── Record set

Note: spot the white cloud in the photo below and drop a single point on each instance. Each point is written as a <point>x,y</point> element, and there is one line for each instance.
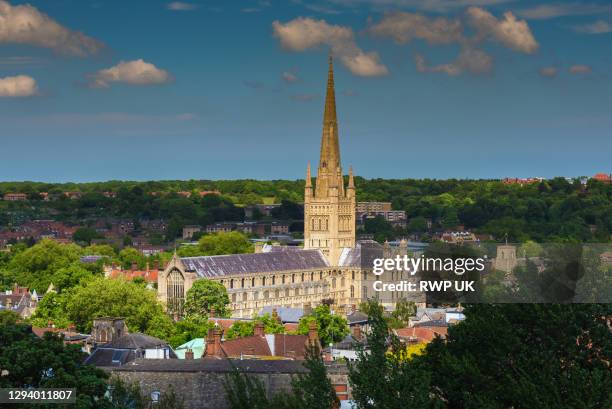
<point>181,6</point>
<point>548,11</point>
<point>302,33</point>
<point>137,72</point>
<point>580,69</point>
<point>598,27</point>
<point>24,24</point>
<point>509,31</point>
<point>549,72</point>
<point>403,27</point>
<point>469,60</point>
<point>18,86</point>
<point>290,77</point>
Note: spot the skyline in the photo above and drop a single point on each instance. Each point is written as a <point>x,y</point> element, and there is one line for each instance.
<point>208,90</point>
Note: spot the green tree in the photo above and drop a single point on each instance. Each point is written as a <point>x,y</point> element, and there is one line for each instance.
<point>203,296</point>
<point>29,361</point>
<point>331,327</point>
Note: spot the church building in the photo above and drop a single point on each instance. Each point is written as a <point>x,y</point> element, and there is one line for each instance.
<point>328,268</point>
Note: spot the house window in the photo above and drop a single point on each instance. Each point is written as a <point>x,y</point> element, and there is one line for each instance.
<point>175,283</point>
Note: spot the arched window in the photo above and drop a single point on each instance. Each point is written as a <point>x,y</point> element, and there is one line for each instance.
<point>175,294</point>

────
── Record set

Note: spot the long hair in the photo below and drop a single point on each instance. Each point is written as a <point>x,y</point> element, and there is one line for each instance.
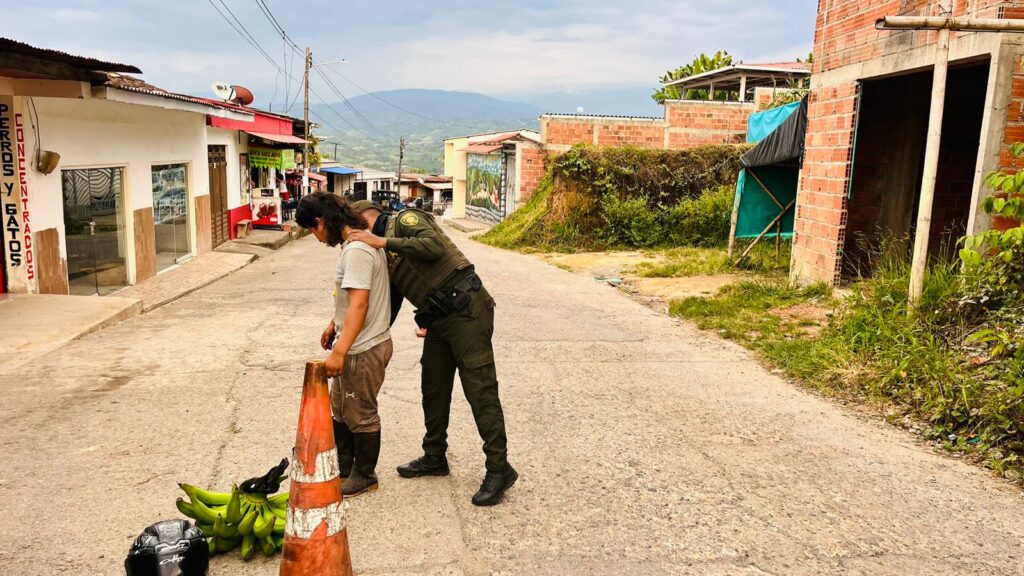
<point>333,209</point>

────

Your objective -> Rewrite everything from "Note: spot the green" down to "<point>175,294</point>" in the listing above, putting "locate" in place of "spot" and keeping all else the same.

Reply to the exercise ->
Note: locate the green tree in the photo above and drop a single point on each instance. Each point is written as a <point>x,y</point> element, and there is one line for each instance.
<point>203,296</point>
<point>29,361</point>
<point>331,327</point>
Note: locate the church building in the photo above and drop a single point on each instance. Each point is written as a <point>x,y</point> element, and there is one line for each instance.
<point>328,268</point>
Note: locate the house window in the photo above and drop a single point on each instance. Each point is written as a <point>x,y</point> element, and there is one line for each instance.
<point>175,283</point>
Note: locate the arched window in the photo above and drop a single point on each instance. Each point is written as a <point>x,y</point> element, and there is one line for each instance.
<point>175,294</point>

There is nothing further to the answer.